◆ Work to be completed
Copy out every one of the rows below word for word, omitting the pictures.

▼

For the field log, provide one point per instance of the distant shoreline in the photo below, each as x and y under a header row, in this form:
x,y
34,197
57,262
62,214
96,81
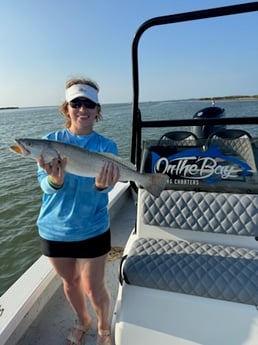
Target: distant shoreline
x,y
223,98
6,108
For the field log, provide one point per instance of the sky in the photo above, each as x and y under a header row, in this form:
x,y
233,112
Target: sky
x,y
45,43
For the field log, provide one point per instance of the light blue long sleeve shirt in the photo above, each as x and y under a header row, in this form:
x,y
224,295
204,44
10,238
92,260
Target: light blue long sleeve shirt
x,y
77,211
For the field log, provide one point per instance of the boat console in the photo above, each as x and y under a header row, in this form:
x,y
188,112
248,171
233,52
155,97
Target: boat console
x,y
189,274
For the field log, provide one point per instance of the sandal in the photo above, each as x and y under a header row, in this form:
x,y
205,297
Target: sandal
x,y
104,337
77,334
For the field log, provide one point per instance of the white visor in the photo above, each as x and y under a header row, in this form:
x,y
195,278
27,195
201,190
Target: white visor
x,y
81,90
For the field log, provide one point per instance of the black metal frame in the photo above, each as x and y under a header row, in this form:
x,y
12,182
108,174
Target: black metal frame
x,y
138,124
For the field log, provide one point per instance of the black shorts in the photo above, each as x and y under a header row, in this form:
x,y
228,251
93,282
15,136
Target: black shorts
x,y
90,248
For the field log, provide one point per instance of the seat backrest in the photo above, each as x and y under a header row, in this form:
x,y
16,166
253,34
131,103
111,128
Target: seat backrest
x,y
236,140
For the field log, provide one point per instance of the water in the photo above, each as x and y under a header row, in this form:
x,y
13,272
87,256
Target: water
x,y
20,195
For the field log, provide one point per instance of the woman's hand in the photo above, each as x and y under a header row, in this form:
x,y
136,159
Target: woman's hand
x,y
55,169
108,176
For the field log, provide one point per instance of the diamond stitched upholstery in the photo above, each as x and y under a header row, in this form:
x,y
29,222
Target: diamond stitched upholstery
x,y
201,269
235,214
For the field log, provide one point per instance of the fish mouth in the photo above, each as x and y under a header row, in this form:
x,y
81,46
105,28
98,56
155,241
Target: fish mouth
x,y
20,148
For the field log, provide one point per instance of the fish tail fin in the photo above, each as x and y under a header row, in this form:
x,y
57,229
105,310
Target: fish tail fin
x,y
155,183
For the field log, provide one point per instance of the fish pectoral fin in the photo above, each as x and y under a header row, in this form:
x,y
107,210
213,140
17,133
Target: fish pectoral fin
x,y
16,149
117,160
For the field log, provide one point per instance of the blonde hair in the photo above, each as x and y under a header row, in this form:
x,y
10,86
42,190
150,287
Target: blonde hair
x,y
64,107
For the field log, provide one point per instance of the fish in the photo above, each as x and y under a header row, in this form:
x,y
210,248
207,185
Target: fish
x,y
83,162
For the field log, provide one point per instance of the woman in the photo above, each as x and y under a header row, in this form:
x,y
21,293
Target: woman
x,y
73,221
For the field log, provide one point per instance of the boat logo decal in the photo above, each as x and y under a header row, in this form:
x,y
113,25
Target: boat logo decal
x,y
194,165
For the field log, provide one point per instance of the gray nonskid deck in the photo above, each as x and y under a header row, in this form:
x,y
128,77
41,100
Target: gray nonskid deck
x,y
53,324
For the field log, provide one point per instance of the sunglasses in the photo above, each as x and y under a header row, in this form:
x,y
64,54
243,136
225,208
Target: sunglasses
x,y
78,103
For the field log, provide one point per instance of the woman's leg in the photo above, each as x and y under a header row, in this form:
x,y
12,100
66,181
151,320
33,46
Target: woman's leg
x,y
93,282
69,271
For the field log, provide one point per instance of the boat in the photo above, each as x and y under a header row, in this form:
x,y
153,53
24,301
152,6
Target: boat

▲

◆ Full response
For the field log, provide one point per instance of the distant shoreline in the photo below, each as x and y under a header row, in this form:
x,y
34,197
57,262
62,214
96,81
Target: distant shoreline
x,y
223,98
6,108
For the field log, provide one point per instance of the sky in the photo above, each as x and y under a header row, in this form:
x,y
233,112
Target: sky
x,y
45,43
For the field log, provide one point per instance of the light blue long sleeve shirt in the photo above, each as x and y under a header row, in this form:
x,y
224,295
204,44
10,238
92,260
Target: light blue long sleeve shirt
x,y
77,211
For the field log, provide one point per instance of the boat console in the photo above, each as x and y under a header row, in this form:
x,y
188,112
248,171
233,52
155,97
Target: boat console
x,y
189,274
For the field log, provide one point per instance of the sandal in the photo above, each as x and y under a header row, in this form:
x,y
205,297
Target: sandal
x,y
104,337
77,334
For the field log, provide one point per instance of the white visor in the photo above, each as x and y under a header row, in this form:
x,y
195,278
27,195
201,190
Target: white visor
x,y
81,90
For the field log, provide one point per instance of the black metal frame in the photo above, each as x and y under a header row, in this form:
x,y
12,182
108,174
Target: black metal frame
x,y
138,124
For the field log, provide one point per instance of the black shorts in the photo above, each as x and y under a header row, in this form:
x,y
228,251
93,282
15,136
Target: black shorts
x,y
90,248
For the field log, provide one point per instance of the seat backrest in the photo above, each as x and y under a header row, in this form:
x,y
16,166
253,34
131,103
111,128
Target: seat backrest
x,y
236,140
For the field log, provide one point per instance of the water in the photo above, each as x and y under a header row, in this form:
x,y
13,272
87,256
Target: water
x,y
20,195
For the field log, provide one point per instance of the woman's hand in the photo above, each as x and y under a header row, in this form:
x,y
136,159
Target: woman's hand
x,y
55,169
108,176
For the field log, provide one point per instance of the diamond stitched upholstery in the photo above, each as x and y under a header row, in this form:
x,y
29,222
Target: diamond stitched upholstery
x,y
201,269
235,214
For the field log, provide one point per instance of the fish mouth in the photo above, each as x and y under a header row, in this form:
x,y
81,46
105,28
98,56
155,241
Target: fish mouth
x,y
20,148
For the field log, provide one point per instance of the fish tail fin in the photo above, each as x and y under a header row, in this form:
x,y
57,229
105,310
Target: fish tail fin
x,y
155,183
For the field log, provide one point per instance of the fish pectoral fin in the photo above, each as x and y under a header row, in this form:
x,y
107,210
213,140
17,133
Target: fish pectoral fin
x,y
16,149
117,160
For the field log, provide one point per instance of the blonde hair in the photo above, each as x and y under a header row, in this form:
x,y
10,86
42,190
150,287
Target: blonde hair
x,y
64,107
For the field log, provide one point per instance of the fish in the photo above, each as x and y under a header row, in this form:
x,y
210,248
207,185
Target: fish
x,y
83,162
For the field log, provide one point per instance of the woman in the photo above, each as x and y under a header row, in this form:
x,y
21,293
Target: woman
x,y
73,221
For the field log, provide one point per instance of the boat logo decal in the photo above, each as x and y under a header row, in this form:
x,y
113,25
Target: boat logo decal
x,y
194,165
For the field log, provide one point per instance of the gray nonskid deck in the photo above, each as x and y under a header row, in this form:
x,y
128,77
41,100
Target: gray nonskid deck
x,y
53,324
For the field log, provide one point per instance of the sunglasses in the photo above, each as x and y under a header row, in this form:
x,y
64,54
243,136
225,208
Target: sunglasses
x,y
78,103
For the field log, provide one point per instance of the woman's leg in the photo above, each as x and y under a header row, in this form:
x,y
12,100
66,181
151,320
33,46
Target: woman's leg
x,y
93,282
69,271
For the field log, provide one point per instance of the boat in the photo above, each as x and y under a header row, in this form:
x,y
153,53
24,301
152,6
Target: boat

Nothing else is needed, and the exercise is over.